■ Data extract ■

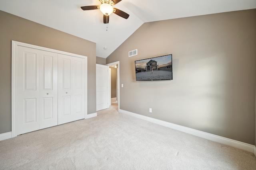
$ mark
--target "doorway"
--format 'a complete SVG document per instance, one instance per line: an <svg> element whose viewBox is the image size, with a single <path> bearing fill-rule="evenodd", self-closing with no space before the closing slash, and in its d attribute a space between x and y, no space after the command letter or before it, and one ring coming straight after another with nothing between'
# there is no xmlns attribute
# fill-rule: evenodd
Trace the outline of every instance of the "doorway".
...
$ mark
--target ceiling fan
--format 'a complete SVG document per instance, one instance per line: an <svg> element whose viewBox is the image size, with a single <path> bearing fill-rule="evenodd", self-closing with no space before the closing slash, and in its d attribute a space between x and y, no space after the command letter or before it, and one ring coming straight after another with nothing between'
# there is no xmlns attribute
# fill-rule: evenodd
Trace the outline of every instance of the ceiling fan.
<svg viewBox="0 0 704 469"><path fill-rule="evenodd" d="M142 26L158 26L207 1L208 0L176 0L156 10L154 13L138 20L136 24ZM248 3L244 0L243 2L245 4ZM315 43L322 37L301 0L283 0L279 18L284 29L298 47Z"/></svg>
...
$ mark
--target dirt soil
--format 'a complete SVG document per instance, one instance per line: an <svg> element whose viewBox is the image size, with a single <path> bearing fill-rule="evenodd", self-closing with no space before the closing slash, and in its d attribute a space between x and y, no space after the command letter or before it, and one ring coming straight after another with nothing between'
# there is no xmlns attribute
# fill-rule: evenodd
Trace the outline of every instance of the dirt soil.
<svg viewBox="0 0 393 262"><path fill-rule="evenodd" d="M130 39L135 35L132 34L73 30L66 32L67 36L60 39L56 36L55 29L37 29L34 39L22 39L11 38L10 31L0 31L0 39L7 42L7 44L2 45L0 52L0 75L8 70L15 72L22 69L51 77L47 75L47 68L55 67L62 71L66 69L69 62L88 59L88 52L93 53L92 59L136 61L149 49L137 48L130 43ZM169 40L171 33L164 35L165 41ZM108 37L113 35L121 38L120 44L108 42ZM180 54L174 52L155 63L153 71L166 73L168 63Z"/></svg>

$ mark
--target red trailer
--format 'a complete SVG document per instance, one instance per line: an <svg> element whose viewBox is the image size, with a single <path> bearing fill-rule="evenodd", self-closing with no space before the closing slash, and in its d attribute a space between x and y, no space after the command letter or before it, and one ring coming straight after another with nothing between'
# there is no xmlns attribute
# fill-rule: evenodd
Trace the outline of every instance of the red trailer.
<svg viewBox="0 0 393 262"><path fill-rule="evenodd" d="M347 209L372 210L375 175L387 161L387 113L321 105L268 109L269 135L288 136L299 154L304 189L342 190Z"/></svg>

■ What you will do ■
Gather every line of the records above that contains the word "doorway" and copy each one.

■ Solution to this problem ■
--target "doorway"
Trace the outline of every instance of the "doorway".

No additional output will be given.